*EXTRACT PROVIDED*:
=-=-=

The dysfunctional New Mexico Legislature

The New Mexico Legislature is a mess. There are too many reasons to fully flesh out in a short blog post, but while governors come and go the Legislature has remained under one-party control for decades.

Even prior to the pandemic the system the ability for an average person to testify on a given bill was limited. Constant scheduling changes, lengthy hearings and floor sessions, and committee chairs that accept or reject public comment on a whim are among the most serious problems.

Now, during the pandemic, we have Zoom. Last session was exclusively online. This session is mostly Zoom depending on the Committee.  On the good side, Zoom DOES open the process up somewhat. With large numbers of people living a long distance from Santa Fe and unable to give up a day or two of work to attend committee meetings, Zoom is a godsend (and we hope it will continue to be used in the future even when the Legislature returns to totally in-person meetings.

But, as occurred in a few committees yesterday, the process remains deeply problematic and, dare we say “undemocratic.” For starters, RGF has been following HB 132 which places an arbitrary cap on loan interest rates. It was heard Wednesday evening in Senate Health and Public Affairs Committee with Jerry Ortiz y Pino chairing. RGF’s president was “in the Zoom room” throughout and “raised his Zoom hand” to present public comment only to be completely ignored by the Chair. This was a disappointing end to approximately 6 hours of waiting for other bills to be hear and other comments on HB 132.

Another bill of concern to many New Mexicans (and RGF) is SB 8 which dramatically-rewrites New Mexico’s election laws (opening them up to all kinds of issues). In Senate Judiciary Committee, Chair Joseph Cervantes, apparently in an effort to ram the bill through more quickly, simply dispensed altogether with public comment. 

On top of all of that, the Legislature’s website has been extremely slow to be updated which makes finding information about bills as they move through the session especially hard.

The Legislature is New Mexico’s leading obstacle to economic growth. It is no surprise that its own processes are poorly managed and lacking in openness. Some combination of internal process reform AND competitive shift is needed.

This picture of the Capitol in Santa Fe was taken when the public was totally locked out of the building during the “virtual” 2021 session.

=-=-=

*DATA*:
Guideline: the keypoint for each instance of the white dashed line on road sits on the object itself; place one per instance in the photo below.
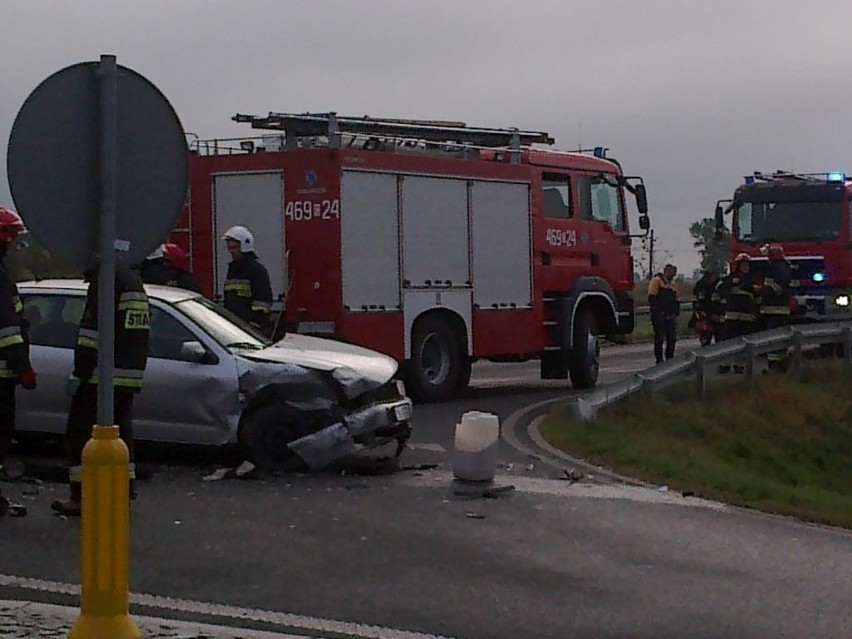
(284, 620)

=-=-=

*THE PROBLEM*: Reproduce verbatim the stretch of the post on the New Mexico Legislature from "The Legislature is" through "shift is needed.".

*TASK RESPONSE*:
The Legislature is New Mexico’s leading obstacle to economic growth. It is no surprise that its own processes are poorly managed and lacking in openness. Some combination of internal process reform AND competitive shift is needed.